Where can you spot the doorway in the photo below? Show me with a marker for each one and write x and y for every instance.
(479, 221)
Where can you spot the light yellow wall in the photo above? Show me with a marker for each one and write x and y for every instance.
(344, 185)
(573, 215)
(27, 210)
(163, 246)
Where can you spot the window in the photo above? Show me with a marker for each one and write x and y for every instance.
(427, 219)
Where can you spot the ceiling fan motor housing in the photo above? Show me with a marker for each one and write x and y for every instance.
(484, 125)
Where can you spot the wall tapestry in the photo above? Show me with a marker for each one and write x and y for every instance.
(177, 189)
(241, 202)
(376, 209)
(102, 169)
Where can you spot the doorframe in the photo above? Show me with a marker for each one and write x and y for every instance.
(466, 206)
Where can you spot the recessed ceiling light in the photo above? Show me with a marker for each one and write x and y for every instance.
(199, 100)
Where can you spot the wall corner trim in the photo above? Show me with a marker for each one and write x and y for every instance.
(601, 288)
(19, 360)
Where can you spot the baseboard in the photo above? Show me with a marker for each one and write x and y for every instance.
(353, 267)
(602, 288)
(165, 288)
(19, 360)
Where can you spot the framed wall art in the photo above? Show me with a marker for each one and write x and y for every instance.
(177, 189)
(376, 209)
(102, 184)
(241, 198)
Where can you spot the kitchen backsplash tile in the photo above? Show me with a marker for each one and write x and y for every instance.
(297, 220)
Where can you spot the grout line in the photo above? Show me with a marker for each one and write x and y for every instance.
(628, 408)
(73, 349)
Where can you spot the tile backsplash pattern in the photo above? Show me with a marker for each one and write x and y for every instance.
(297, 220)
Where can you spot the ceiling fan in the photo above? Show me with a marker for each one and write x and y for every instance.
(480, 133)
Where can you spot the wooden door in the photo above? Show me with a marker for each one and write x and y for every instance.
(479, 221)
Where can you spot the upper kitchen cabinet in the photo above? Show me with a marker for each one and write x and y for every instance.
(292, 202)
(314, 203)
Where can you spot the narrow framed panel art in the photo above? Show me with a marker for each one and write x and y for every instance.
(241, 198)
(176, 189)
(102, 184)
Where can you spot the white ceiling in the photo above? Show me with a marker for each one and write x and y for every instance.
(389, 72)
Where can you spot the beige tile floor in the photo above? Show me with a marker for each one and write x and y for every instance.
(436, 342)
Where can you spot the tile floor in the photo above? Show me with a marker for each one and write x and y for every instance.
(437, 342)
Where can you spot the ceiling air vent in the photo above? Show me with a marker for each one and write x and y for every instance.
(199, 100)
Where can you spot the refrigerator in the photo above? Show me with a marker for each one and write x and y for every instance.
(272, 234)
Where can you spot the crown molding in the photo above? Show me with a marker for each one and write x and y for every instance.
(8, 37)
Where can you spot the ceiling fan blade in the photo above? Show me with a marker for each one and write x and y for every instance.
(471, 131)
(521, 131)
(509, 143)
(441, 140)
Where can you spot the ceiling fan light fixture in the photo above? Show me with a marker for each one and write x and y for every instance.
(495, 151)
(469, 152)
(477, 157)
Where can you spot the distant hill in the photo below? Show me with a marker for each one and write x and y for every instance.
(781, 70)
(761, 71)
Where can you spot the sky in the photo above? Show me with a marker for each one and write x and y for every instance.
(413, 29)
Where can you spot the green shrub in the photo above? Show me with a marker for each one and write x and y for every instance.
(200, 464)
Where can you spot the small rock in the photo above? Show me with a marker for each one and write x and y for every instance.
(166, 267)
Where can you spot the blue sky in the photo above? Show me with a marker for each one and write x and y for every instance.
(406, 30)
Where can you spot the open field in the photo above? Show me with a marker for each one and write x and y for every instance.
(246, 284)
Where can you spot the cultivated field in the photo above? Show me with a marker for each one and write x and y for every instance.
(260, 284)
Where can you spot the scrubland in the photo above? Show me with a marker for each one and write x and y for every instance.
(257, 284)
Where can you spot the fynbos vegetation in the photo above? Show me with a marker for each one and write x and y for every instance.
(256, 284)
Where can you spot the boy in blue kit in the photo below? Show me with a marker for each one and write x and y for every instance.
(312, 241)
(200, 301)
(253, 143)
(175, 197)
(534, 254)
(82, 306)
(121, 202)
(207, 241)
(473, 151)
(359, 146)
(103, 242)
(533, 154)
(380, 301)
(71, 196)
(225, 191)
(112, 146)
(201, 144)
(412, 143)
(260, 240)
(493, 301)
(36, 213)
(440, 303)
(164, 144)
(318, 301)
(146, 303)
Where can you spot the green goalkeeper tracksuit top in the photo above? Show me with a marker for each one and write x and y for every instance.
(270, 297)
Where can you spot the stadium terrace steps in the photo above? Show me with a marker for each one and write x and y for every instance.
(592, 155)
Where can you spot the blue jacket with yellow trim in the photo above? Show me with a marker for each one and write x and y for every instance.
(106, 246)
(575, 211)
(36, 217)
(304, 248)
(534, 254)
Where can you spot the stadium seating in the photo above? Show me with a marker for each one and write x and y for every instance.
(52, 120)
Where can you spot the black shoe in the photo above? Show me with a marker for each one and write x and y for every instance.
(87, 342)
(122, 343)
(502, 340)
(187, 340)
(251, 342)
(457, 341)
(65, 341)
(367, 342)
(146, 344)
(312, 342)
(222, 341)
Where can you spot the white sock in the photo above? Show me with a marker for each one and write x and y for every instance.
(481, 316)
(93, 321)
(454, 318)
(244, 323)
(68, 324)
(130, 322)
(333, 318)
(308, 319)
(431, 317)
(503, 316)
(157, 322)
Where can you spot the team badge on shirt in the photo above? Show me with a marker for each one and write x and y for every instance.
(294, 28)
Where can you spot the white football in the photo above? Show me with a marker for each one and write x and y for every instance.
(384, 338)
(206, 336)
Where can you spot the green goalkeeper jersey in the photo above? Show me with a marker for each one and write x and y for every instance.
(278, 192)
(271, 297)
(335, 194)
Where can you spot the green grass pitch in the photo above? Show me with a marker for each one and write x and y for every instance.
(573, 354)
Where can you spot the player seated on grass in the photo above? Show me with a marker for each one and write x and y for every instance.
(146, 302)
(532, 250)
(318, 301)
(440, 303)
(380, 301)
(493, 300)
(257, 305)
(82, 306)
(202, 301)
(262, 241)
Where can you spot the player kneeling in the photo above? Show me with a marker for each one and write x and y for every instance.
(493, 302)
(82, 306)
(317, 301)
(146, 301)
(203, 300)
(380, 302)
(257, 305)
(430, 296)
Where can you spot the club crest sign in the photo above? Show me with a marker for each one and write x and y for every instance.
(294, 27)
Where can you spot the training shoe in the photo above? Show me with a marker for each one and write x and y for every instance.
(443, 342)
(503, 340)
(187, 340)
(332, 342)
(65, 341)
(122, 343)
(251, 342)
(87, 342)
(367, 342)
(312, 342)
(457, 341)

## [Exercise requirements]
Output all of the material exactly as written.

## [Response to the exercise]
Where can you spot the doorway in the photo below? Show me with a marker for each one and write x and y for every instance.
(479, 221)
Where can you spot the light yellow wall in the photo above? Show me with a marker for each one and write x and y for every instance.
(344, 185)
(573, 215)
(27, 210)
(163, 246)
Where can you spot the window in the photo above? Show me with a marker for each one and write x and y for every instance.
(427, 219)
Where can you spot the ceiling fan motor housing in the photo above? Show me with a marker for each one and write x and y for every instance.
(484, 125)
Where can you spot the wall tapestry in the photo above? Show me with a marker for each one and write x and y for every instance.
(177, 189)
(241, 202)
(376, 209)
(102, 169)
Where can you spot the doorframe in the photo above? Show me with a marker for each one and write x and y for every instance.
(466, 206)
Where can you spot the recessed ceiling light in the photo above? Show me with a marker for each one and write x and y for every instance.
(199, 100)
Where can you spot the wall corner trim in the photo above? Show me with a marker for each one and write x and y for every instance.
(601, 288)
(19, 360)
Where can you spot the baseboard in the photo above? Show me with a marker for each one and write x and y for every instance.
(353, 267)
(602, 288)
(165, 288)
(19, 360)
Where can you spot the framed wall art in the photo above? Show me with a marker for each one and write x and y for every instance.
(177, 189)
(376, 209)
(102, 184)
(241, 198)
Where can you spot the kitchen backsplash tile in the photo above? Show me with a marker for each one and write x and y for every instance.
(297, 220)
Where can you spot the grout line in the photo above? Show me with a marker for each one and write x and y for every instance.
(628, 408)
(73, 349)
Where can you spot the tile backsplash pattern in the photo above? Show me with a marker for each one and write x and y for every instance.
(297, 220)
Where can you spot the ceiling fan in the photo above? Show me with a marker for each one and write x and y for every instance.
(480, 133)
Where can you spot the wooden door in the photo above? Show me with a marker for each one and write x and y for every instance.
(479, 221)
Where can you spot the upper kitchen cabinet in the photo above? Show me with a marker for each one and write x and y for every instance.
(292, 202)
(314, 203)
Where can you spot the narrow framed panel art in the photo above? Show me with a marker for each one and write x and y for every instance.
(241, 198)
(176, 189)
(102, 184)
Where can you spot the white ceiling in the photo above? Show me with a marker for each one and write x and y for every instance.
(389, 72)
Where can you spot the beige tile floor in the photo above? Show me with a marker for each one and write x and y for every instance.
(436, 342)
Where can you spot the tile floor in the photo above? Show me with a marker for each one and write x and y for every instance.
(437, 342)
Where can you spot the ceiling air vent in the photo above? Show me with a marker for each one and write x and y for every instance.
(199, 100)
Where can you spot the refrigerator in the photo above? Show me with a marker for each one and write x and y for every instance.
(272, 234)
Where can you spot the crown molding in the photo above? Show me with a marker for each one and write x and y for every instance.
(8, 37)
Where can you spot the ceiling fan blade in the photo above? Show me with a marker for each one and write x and y for every instance.
(471, 131)
(521, 131)
(509, 143)
(441, 140)
Where can you spot the ceiling fan light fixture in the photo above? Show me with a marker for each one and write x and y for every instance.
(495, 151)
(469, 152)
(477, 157)
Where can you spot the distant hill in the photo below? Show me with a marker for each one and write x and y for every instance.
(781, 70)
(761, 71)
Where can you spot the sky in the photo above? Show me with a marker for each one and write x and y for every instance.
(413, 29)
Where can you spot the green shrub in the photo above? Show me with a marker for each one and write x and y for every instance.
(200, 464)
Where can you spot the small rock in the photo above? Show me with a marker for each one and write x and y for every instance.
(166, 267)
Where can you spot the blue sky in the photo above? Show me with a marker for each one and write x and y for every instance.
(406, 30)
Where can you spot the open field in the photo above? Show me with a marker for each one and write x and y for every instance.
(246, 284)
Where can you spot the cultivated field in the photo above? Show me with a marker for each one and write x and y for every instance.
(260, 284)
Where can you spot the scrubland in the photo above? Show me with a marker for each one and write x and y for every instance.
(257, 284)
Where can you spot the fynbos vegetation in the photo above? Show me with a marker for each one and write x and y for every instance.
(256, 284)
Where can you spot the boy in blue kit in the photo below? Show me with a marker for each one and write x and y for every instance.
(312, 241)
(200, 301)
(253, 143)
(175, 197)
(534, 254)
(82, 306)
(121, 202)
(207, 241)
(473, 151)
(359, 146)
(103, 242)
(533, 154)
(380, 301)
(71, 196)
(225, 191)
(112, 146)
(201, 144)
(412, 143)
(260, 240)
(493, 301)
(36, 213)
(440, 303)
(164, 144)
(318, 301)
(146, 303)
Where can you spot the green goalkeeper tracksuit top in the photo above? Show me with a marker for each one and write x and y for every instance.
(270, 297)
Where can you spot the stadium terrace steps in the photo above? Show me with a marker for each one and write x and y for every instance.
(592, 155)
Where can you spot the blue jacket with yellow trim in the photo above? Show me with a marker for each one and write x and y for every instance.
(106, 246)
(575, 211)
(36, 217)
(304, 248)
(534, 254)
Where can you spot the stadium seating in the photo above? Show me with a marker for each one and write x and y for every instance.
(52, 120)
Where can you spot the black shoe in the photo above? Show me with a marker for each one and write x and y for every instance.
(87, 342)
(122, 343)
(502, 340)
(187, 340)
(251, 342)
(457, 341)
(65, 341)
(367, 342)
(146, 344)
(312, 342)
(222, 341)
Where can you spot the white sock in the photo above? Show me with a marker for each one and write x and y for every instance.
(481, 316)
(93, 321)
(454, 318)
(244, 323)
(68, 324)
(130, 322)
(333, 318)
(308, 319)
(431, 317)
(503, 316)
(157, 322)
Where can you spot the team badge on shirt in the photo above? Show me with a marker for each one and write x and y for every instance.
(294, 28)
Where can you spot the white football in the photo above? Show me with a marker for each one and write x and y for every instance.
(384, 338)
(206, 336)
Where can you spot the green goalkeeper jersey in the photo above? Show me with a marker for each one and write x and y for every instance.
(278, 192)
(271, 297)
(335, 194)
Where can you spot the green grass pitch in the photo above? Show me with a marker for each one and write x and y for every instance.
(573, 354)
Where can you spot the player seated on grass in the photo above? Show me with a marker for each one and write x and y for every instance.
(146, 302)
(532, 250)
(318, 301)
(440, 303)
(380, 301)
(493, 300)
(257, 305)
(82, 306)
(202, 301)
(262, 241)
Where can you spot the player kneeling in the photo above? Show me with a marker for each one and write x and y for every instance.
(493, 302)
(82, 306)
(317, 301)
(146, 301)
(203, 300)
(380, 302)
(257, 305)
(430, 296)
Where can you spot the club crest sign in the photo above? Show me with a marker for each one and write x and y for every instance.
(294, 27)
Where can you spot the training shoe in the photo above? Show me with a marker for each one and write x and y for every instance.
(443, 342)
(503, 340)
(187, 340)
(332, 342)
(65, 341)
(122, 343)
(251, 342)
(87, 342)
(367, 342)
(312, 342)
(457, 341)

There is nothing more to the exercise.